> **Material for this exercise**:

++++++

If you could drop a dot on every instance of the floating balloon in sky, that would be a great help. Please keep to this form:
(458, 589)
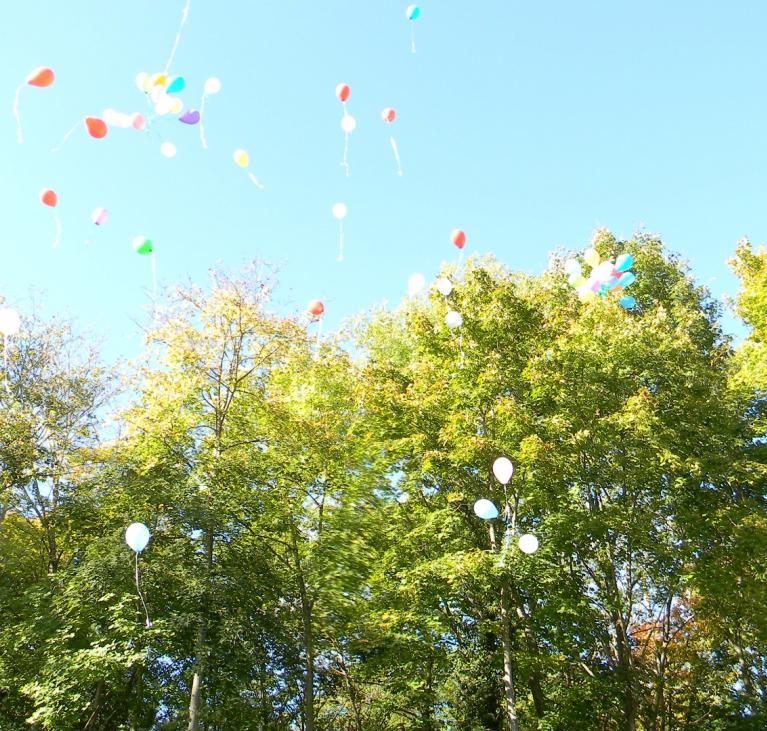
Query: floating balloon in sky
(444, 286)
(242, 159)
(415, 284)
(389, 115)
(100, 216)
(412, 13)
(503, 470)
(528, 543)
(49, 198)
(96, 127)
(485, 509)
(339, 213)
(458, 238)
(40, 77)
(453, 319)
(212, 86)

++++++

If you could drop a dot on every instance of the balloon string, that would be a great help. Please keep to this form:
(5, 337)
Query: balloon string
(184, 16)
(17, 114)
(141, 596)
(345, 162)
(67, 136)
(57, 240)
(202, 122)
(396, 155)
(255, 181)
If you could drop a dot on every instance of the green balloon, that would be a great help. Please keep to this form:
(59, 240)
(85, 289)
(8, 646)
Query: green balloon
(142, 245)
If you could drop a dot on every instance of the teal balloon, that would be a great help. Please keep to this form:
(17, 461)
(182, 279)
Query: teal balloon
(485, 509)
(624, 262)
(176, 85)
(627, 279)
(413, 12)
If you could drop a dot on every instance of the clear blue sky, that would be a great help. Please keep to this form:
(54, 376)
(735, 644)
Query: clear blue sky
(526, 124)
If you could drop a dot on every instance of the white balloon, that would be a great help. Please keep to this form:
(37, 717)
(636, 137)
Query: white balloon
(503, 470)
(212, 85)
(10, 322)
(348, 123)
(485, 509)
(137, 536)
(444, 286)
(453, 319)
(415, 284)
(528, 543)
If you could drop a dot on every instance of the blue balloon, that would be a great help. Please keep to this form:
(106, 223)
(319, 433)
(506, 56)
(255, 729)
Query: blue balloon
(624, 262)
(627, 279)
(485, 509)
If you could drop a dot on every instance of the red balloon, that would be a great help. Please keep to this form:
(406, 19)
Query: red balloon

++++++

> **Exercise task**:
Copy the lines word for word, starting with the line that contains "of the teal" and going on through the line that contains "Query: red balloon".

> **Full answer**:
If you could drop a dot on every instance of the teal balloon, that would be a great help. Please keep to this form:
(17, 461)
(182, 279)
Query: teal balloon
(485, 509)
(624, 262)
(176, 85)
(627, 279)
(413, 12)
If you could drop a dot on every instance of the clear blue sky, that would be a great help. Please keep to this form:
(54, 376)
(735, 644)
Query: clear blue sky
(526, 124)
If you could drop a dot on every instance of the white balloon, that would be a great help. Please keep to this form:
(37, 717)
(636, 137)
Query: white balloon
(503, 470)
(212, 85)
(10, 322)
(348, 123)
(485, 509)
(137, 536)
(444, 286)
(453, 319)
(415, 284)
(528, 543)
If you could drop a dot on every instance of the blue balloon, that would be a great help. Please keep to this form:
(106, 223)
(319, 433)
(506, 56)
(255, 729)
Query: blue balloon
(624, 262)
(627, 279)
(485, 509)
If you could drop a dot on every instance of the red balloon, that would be a great help. Please keep to this form:
(406, 19)
Query: red balloon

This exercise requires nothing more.